* Available data *
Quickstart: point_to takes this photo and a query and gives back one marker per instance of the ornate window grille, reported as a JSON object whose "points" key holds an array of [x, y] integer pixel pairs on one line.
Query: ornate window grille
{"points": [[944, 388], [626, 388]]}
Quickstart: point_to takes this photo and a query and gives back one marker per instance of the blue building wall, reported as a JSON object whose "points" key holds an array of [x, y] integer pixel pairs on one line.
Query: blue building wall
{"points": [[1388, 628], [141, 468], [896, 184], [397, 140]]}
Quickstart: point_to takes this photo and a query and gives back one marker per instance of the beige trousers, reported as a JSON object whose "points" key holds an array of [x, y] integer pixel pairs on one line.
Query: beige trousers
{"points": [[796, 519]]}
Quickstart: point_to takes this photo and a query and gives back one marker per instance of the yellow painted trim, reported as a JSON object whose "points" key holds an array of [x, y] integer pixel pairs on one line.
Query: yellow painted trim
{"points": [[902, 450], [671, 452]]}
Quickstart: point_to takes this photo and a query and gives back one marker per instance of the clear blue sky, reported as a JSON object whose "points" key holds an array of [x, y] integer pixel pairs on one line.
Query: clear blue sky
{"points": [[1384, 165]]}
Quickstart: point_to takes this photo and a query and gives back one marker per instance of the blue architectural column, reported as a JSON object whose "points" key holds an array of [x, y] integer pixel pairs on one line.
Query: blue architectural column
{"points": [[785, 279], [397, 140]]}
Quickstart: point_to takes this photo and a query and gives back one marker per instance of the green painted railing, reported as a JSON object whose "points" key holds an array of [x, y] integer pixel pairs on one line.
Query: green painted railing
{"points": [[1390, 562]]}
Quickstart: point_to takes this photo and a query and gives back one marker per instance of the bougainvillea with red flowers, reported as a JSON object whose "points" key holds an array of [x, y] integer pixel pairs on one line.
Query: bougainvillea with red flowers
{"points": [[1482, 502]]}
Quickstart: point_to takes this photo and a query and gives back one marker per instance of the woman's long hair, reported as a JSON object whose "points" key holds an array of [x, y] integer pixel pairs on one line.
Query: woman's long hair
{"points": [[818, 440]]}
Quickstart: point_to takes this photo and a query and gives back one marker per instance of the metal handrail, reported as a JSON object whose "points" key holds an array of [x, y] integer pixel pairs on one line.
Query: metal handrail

* Exercise description *
If a line in the records above holds the string "handrail", copy it.

* Answer space *
Quickstart: point_to takes this photo and a query and gives back one marker per instance of the metal handrail, reported as a JSON object whose "points" key holds an array of [x, y] integer pixel pairs on one line.
Query: metal handrail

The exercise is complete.